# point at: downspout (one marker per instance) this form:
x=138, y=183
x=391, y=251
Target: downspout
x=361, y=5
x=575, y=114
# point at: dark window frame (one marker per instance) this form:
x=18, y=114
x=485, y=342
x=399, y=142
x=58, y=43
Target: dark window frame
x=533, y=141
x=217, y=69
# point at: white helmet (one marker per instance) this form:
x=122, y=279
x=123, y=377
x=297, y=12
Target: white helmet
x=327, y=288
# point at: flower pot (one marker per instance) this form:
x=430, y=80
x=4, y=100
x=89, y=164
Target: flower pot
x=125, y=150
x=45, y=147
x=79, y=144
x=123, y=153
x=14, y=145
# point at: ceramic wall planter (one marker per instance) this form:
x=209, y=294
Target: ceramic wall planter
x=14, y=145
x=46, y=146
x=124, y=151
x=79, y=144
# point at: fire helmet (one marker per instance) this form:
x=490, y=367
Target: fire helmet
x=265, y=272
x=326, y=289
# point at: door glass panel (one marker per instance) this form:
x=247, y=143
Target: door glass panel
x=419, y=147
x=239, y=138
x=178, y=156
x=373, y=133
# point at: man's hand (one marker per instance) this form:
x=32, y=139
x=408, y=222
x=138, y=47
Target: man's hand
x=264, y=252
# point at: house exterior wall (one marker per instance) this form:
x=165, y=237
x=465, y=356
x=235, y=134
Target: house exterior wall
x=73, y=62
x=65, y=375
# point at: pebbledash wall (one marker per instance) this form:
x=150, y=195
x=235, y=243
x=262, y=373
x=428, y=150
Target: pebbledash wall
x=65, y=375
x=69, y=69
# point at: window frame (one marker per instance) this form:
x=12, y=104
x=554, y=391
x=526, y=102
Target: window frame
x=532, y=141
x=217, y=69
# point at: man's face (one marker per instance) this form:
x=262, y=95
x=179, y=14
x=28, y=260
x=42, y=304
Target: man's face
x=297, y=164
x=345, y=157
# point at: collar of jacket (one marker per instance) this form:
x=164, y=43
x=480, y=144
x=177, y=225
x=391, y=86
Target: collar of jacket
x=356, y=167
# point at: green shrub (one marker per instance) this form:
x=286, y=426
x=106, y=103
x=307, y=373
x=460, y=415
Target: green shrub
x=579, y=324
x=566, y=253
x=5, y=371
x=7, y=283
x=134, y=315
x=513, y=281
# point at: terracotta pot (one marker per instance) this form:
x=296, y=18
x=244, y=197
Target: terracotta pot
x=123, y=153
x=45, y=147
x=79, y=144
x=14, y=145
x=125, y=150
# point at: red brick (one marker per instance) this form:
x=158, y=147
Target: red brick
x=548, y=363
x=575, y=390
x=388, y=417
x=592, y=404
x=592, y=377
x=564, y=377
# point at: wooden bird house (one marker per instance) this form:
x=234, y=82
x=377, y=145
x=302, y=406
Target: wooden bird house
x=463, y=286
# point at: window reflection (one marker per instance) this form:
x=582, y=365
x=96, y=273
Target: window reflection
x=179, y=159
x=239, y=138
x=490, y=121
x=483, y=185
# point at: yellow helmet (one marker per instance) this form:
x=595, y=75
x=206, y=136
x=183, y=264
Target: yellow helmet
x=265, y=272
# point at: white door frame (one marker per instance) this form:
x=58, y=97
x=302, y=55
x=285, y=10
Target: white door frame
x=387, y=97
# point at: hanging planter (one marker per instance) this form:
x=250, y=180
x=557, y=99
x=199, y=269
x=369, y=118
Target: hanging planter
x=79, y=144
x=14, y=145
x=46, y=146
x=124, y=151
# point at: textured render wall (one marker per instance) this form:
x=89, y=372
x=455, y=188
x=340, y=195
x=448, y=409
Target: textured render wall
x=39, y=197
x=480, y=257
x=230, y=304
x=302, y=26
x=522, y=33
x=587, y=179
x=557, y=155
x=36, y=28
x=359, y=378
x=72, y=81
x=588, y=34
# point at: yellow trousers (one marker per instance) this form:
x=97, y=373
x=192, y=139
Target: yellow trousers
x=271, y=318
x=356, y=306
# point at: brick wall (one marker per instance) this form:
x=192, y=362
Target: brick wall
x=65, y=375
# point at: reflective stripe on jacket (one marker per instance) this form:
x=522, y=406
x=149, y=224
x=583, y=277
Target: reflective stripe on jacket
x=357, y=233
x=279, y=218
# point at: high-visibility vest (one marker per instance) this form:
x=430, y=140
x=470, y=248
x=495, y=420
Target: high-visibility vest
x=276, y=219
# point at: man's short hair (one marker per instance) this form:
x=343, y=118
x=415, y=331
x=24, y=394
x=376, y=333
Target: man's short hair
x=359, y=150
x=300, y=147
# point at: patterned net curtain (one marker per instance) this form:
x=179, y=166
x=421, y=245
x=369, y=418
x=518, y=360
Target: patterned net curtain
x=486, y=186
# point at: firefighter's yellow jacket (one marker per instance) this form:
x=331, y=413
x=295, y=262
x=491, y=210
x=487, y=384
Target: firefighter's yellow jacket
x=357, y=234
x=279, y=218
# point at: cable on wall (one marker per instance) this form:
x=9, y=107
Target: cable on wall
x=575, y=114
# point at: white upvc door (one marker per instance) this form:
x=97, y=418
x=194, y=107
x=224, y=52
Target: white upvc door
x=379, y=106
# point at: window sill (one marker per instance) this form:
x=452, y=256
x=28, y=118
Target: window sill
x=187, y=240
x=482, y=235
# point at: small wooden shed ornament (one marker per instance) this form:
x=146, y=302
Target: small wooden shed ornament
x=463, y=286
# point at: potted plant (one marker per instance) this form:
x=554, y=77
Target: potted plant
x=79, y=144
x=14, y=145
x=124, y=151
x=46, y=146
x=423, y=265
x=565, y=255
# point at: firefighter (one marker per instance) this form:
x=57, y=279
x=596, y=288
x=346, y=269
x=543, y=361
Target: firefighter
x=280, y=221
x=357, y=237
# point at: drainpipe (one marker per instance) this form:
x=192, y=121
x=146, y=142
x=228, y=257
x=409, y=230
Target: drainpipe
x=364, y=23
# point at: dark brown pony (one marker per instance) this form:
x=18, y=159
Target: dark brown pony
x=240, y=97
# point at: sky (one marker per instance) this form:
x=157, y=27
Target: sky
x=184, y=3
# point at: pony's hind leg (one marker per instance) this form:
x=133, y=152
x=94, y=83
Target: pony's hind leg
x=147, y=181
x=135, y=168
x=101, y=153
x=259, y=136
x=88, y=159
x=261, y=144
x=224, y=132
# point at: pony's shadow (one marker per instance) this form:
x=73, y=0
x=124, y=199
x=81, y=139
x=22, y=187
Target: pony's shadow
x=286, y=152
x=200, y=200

+++

## Directions for this task
An exact repetition of all the entries is required.

## Answer box
# point at: downspout (one marker per instance) this form:
x=138, y=183
x=391, y=251
Target: downspout
x=361, y=5
x=575, y=114
# point at: dark window frame (one marker per instance) this form:
x=18, y=114
x=485, y=342
x=399, y=142
x=58, y=43
Target: dark window frame
x=533, y=141
x=217, y=69
# point at: white helmet (one marker per instance) this form:
x=122, y=279
x=123, y=377
x=297, y=12
Target: white helmet
x=327, y=288
# point at: flower pot (one marker per instance) this form:
x=430, y=80
x=4, y=100
x=89, y=164
Target: flower pot
x=125, y=150
x=45, y=147
x=79, y=144
x=123, y=153
x=14, y=145
# point at: ceramic wall planter (one marker per instance) this form:
x=209, y=294
Target: ceramic wall planter
x=14, y=145
x=46, y=146
x=124, y=151
x=79, y=144
# point at: fire helmet (one marker per instance) this form:
x=490, y=367
Target: fire helmet
x=265, y=272
x=326, y=289
# point at: door glass panel (one marker per instance) this form:
x=247, y=143
Target: door glass panel
x=419, y=147
x=239, y=138
x=178, y=156
x=373, y=133
# point at: man's hand (one marker per instance) this form:
x=32, y=139
x=408, y=222
x=138, y=47
Target: man's hand
x=264, y=252
# point at: house exterior wall (one marker per instance) this form:
x=165, y=237
x=465, y=356
x=235, y=134
Target: house exterior wall
x=73, y=62
x=65, y=375
# point at: pebbledash wall (one marker per instance) this form:
x=150, y=195
x=235, y=243
x=262, y=373
x=428, y=150
Target: pebbledash wall
x=65, y=375
x=69, y=69
# point at: window frame (one marker per instance) this form:
x=12, y=104
x=554, y=391
x=526, y=102
Target: window frame
x=532, y=141
x=217, y=69
# point at: man's face (one marker per instance) this form:
x=262, y=95
x=179, y=14
x=28, y=260
x=42, y=304
Target: man's face
x=297, y=164
x=345, y=157
# point at: collar of jacket (one marker per instance) this form:
x=164, y=43
x=480, y=144
x=177, y=225
x=391, y=86
Target: collar of jacket
x=356, y=167
# point at: green shrub (one marker per instance) this form:
x=286, y=426
x=106, y=103
x=307, y=373
x=460, y=415
Target: green shrub
x=579, y=324
x=566, y=253
x=5, y=371
x=7, y=283
x=134, y=315
x=513, y=281
# point at: terracotta pot (one marker per instance) this form:
x=296, y=18
x=244, y=197
Target: terracotta pot
x=123, y=153
x=45, y=147
x=79, y=144
x=14, y=145
x=125, y=150
# point at: red brick (one marker per instance) this form:
x=158, y=147
Target: red brick
x=548, y=363
x=575, y=390
x=388, y=417
x=592, y=404
x=592, y=377
x=564, y=377
# point at: wooden bird house (one marker per instance) this form:
x=234, y=82
x=377, y=145
x=302, y=406
Target: wooden bird house
x=463, y=286
# point at: window reflection (one marker per instance) this form:
x=582, y=365
x=96, y=273
Target: window reflection
x=179, y=159
x=239, y=138
x=490, y=121
x=483, y=185
# point at: yellow helmet (one marker per instance) this form:
x=595, y=75
x=206, y=136
x=183, y=264
Target: yellow helmet
x=265, y=272
# point at: white door frame (one marker per instance) this form:
x=58, y=97
x=302, y=55
x=285, y=10
Target: white door frame
x=387, y=97
# point at: hanging planter (one marker per instance) this form:
x=250, y=180
x=557, y=99
x=199, y=269
x=369, y=118
Target: hanging planter
x=79, y=144
x=14, y=145
x=46, y=146
x=124, y=151
# point at: textured render wall (one marker per instance) this form:
x=89, y=372
x=455, y=188
x=340, y=195
x=448, y=409
Target: textured render wall
x=39, y=197
x=480, y=257
x=230, y=304
x=302, y=26
x=522, y=33
x=587, y=179
x=557, y=155
x=36, y=28
x=359, y=378
x=72, y=81
x=588, y=34
# point at: yellow trousers (one marker per instance) this form:
x=97, y=373
x=192, y=139
Target: yellow trousers
x=271, y=318
x=356, y=306
# point at: brick wall (one marker per instance) this form:
x=192, y=362
Target: brick wall
x=65, y=375
# point at: reflective stripe on jacket (one marker per instance) this form:
x=522, y=406
x=149, y=224
x=583, y=277
Target: reflective stripe on jacket
x=357, y=233
x=279, y=218
# point at: high-visibility vest (one marker per instance) this form:
x=430, y=140
x=470, y=248
x=495, y=420
Target: high-visibility vest
x=276, y=219
# point at: man's short hair (one marker per instance) this form:
x=343, y=118
x=415, y=331
x=24, y=394
x=376, y=333
Target: man's short hair
x=359, y=150
x=300, y=147
# point at: patterned net curtain (one marker per instance) this form:
x=179, y=166
x=421, y=245
x=369, y=418
x=518, y=360
Target: patterned net curtain
x=486, y=186
# point at: firefighter's yellow jacket (one marker per instance) this form:
x=331, y=413
x=295, y=262
x=491, y=210
x=487, y=384
Target: firefighter's yellow jacket
x=357, y=234
x=279, y=218
# point at: cable on wall (one marker per instance) this form:
x=9, y=107
Target: cable on wall
x=575, y=114
# point at: white upvc door (one marker per instance) this form:
x=97, y=418
x=194, y=107
x=224, y=52
Target: white upvc door
x=379, y=106
# point at: window sill (one marker per instance) this form:
x=452, y=256
x=28, y=118
Target: window sill
x=187, y=240
x=482, y=235
# point at: small wooden shed ornament (one marker per instance) this form:
x=146, y=302
Target: small wooden shed ornament
x=463, y=286
# point at: potted plant (one marker per instance) this form:
x=554, y=77
Target: potted plant
x=79, y=144
x=14, y=145
x=124, y=151
x=46, y=146
x=423, y=265
x=565, y=255
# point at: firefighter (one marker per instance) this form:
x=57, y=279
x=596, y=288
x=346, y=269
x=543, y=361
Target: firefighter
x=280, y=221
x=357, y=237
# point at: drainpipe (one marker per instance) this form:
x=192, y=121
x=146, y=142
x=228, y=257
x=409, y=230
Target: drainpipe
x=364, y=23
# point at: dark brown pony (one marker per instance) this form:
x=18, y=159
Target: dark brown pony
x=240, y=97
# point at: sky (one marker per instance) this form:
x=157, y=27
Target: sky
x=184, y=3
# point at: pony's hind leg (one marker per instance) this form:
x=133, y=152
x=94, y=83
Target: pony's hind leg
x=147, y=181
x=135, y=168
x=101, y=153
x=259, y=136
x=88, y=159
x=261, y=144
x=224, y=132
# point at: pony's shadow (one marker per instance) this form:
x=73, y=0
x=124, y=199
x=81, y=139
x=22, y=187
Target: pony's shadow
x=286, y=152
x=200, y=200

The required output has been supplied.